■ REQUIREMENTS ■
Copy out every one of the records below word for word, keeping each line in its original order.

■ Records from a dataset ■
— Begin —

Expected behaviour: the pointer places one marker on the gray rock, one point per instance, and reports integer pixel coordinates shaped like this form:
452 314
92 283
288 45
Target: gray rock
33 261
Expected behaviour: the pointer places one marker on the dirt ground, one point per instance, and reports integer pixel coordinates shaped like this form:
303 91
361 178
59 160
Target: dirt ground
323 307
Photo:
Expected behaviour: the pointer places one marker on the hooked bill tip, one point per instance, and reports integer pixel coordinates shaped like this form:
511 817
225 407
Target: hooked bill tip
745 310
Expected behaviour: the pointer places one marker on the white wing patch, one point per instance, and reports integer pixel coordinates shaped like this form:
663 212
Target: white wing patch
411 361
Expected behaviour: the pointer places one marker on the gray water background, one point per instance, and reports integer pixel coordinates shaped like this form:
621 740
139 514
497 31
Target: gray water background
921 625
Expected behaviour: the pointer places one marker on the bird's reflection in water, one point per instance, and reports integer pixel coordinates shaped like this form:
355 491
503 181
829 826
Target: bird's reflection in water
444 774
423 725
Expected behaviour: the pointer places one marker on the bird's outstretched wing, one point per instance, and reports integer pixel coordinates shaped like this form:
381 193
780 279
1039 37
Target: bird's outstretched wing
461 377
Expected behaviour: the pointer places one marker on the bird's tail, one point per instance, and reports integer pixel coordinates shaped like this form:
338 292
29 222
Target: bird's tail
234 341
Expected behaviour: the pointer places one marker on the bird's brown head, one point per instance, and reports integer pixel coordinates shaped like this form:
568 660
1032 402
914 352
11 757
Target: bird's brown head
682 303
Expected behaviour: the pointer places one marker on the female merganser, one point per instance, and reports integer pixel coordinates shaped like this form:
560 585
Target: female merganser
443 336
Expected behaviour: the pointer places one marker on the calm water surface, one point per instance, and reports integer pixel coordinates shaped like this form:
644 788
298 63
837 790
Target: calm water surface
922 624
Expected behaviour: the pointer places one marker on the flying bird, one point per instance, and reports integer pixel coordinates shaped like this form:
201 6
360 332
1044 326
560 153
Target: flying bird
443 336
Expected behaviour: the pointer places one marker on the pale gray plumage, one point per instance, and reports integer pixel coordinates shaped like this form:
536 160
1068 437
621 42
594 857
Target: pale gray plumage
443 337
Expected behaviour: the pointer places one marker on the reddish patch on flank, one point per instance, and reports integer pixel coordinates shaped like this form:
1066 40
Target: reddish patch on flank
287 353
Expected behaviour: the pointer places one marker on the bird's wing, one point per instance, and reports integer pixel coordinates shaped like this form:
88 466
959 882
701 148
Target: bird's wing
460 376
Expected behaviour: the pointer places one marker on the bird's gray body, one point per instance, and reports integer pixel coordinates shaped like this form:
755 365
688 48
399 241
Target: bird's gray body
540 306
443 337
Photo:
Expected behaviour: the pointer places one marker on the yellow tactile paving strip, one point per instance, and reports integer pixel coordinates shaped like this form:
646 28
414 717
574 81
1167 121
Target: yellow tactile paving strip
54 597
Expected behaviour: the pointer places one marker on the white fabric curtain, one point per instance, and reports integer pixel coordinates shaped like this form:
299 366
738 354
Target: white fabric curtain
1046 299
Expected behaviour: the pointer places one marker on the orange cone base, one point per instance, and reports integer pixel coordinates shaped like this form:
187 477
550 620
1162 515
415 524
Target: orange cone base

— End —

■ FINAL RESULT ■
Expected behaviour: the pointer places one marker on the gray rock, one point per instance, and reports integer pixel coordinates shaped like this form:
452 314
92 283
288 45
Target: gray rock
33 261
Expected behaviour: the pointer places one marker on the dirt ground, one point per instance, and reports integer pixel coordinates shaped like this form:
303 91
361 178
59 160
Target: dirt ground
323 307
Photo:
Expected behaviour: the pointer places one marker on the hooked bill tip, one point per instance, and reports integer pixel coordinates shaped like this form:
511 817
225 407
Target: hooked bill tip
745 310
Expected behaviour: the pointer places one marker on the white wing patch, one point per instance, and reports integer pixel coordinates shaped like this form:
663 212
Target: white wing patch
411 361
Expected behaviour: the pointer places one marker on the gray water background, one point per instance, and reports integer pixel coordinates shaped like this form:
621 740
139 514
497 31
Target: gray water background
921 625
Expected behaviour: the pointer places one marker on the bird's reflection in water, one point per instance, and reports integer pixel coordinates shaped like this form:
355 491
503 181
829 826
Target: bird's reflection in water
444 774
423 725
Expected behaviour: the pointer places one marker on the bird's outstretched wing, one point per instance, and reports integer pixel coordinates shaped like this form:
381 193
780 279
1039 37
Target: bird's outstretched wing
461 377
Expected behaviour: the pointer places one marker on the bird's tail, one point per instance, and reports integer pixel coordinates shaped like this form:
338 292
29 222
Target: bird's tail
234 341
Expected behaviour: the pointer places one marker on the bird's brown head, one point per instance, and reports integer pixel coordinates shaped like this form:
568 660
1032 402
914 352
11 757
Target: bird's brown head
682 303
Expected behaviour: the pointer places one marker on the female merganser, one point per instance, and reports integer pixel coordinates shaped like this form:
560 585
Target: female merganser
443 336
Expected behaviour: the pointer places one marker on the calm water surface, one point per instance, and reports integer pixel coordinates shaped like this form:
644 788
298 63
837 790
Target: calm water surface
922 624
Expected behaviour: the pointer places one marker on the flying bird, one point per instance, and reports integer pixel coordinates shaped like this form:
201 6
360 332
1044 326
560 153
Target: flying bird
443 336
Expected behaviour: the pointer places one marker on the pale gray plumage, one point per instance, and reports integer pixel coordinates shaped like this form:
536 160
1068 437
621 42
594 857
Target: pale gray plumage
443 337
Expected behaviour: the pointer places one marker on the reddish patch on flank, one point per instance, and reports integer pixel coordinates shaped like this form:
1066 40
Target: reddish patch on flank
287 353
Expected behaviour: the pointer places one marker on the bird's wing, one point per instance, and reports integer pixel coordinates shaped like this form:
88 466
959 882
701 148
Target: bird's wing
460 376
Expected behaviour: the pointer places one marker on the bird's gray body, one point per instance, and reports integer pixel coordinates shaped like this form:
755 365
688 48
399 241
Target: bird's gray body
540 306
443 337
Photo:
Expected behaviour: the pointer places one marker on the yellow tactile paving strip, one point per instance, and reports integer pixel coordinates shaped like this form:
646 28
414 717
574 81
1167 121
Target: yellow tactile paving strip
54 597
Expected behaviour: the pointer places one marker on the white fabric curtain, one point per instance, and reports integer pixel coordinates shaped like this form:
299 366
738 354
Target: white fabric curtain
1046 299
Expected behaviour: the pointer places one marker on the orange cone base, one point per instance, and reports integer pixel coordinates shaped like this form:
187 477
550 620
1162 515
415 524
Target: orange cone base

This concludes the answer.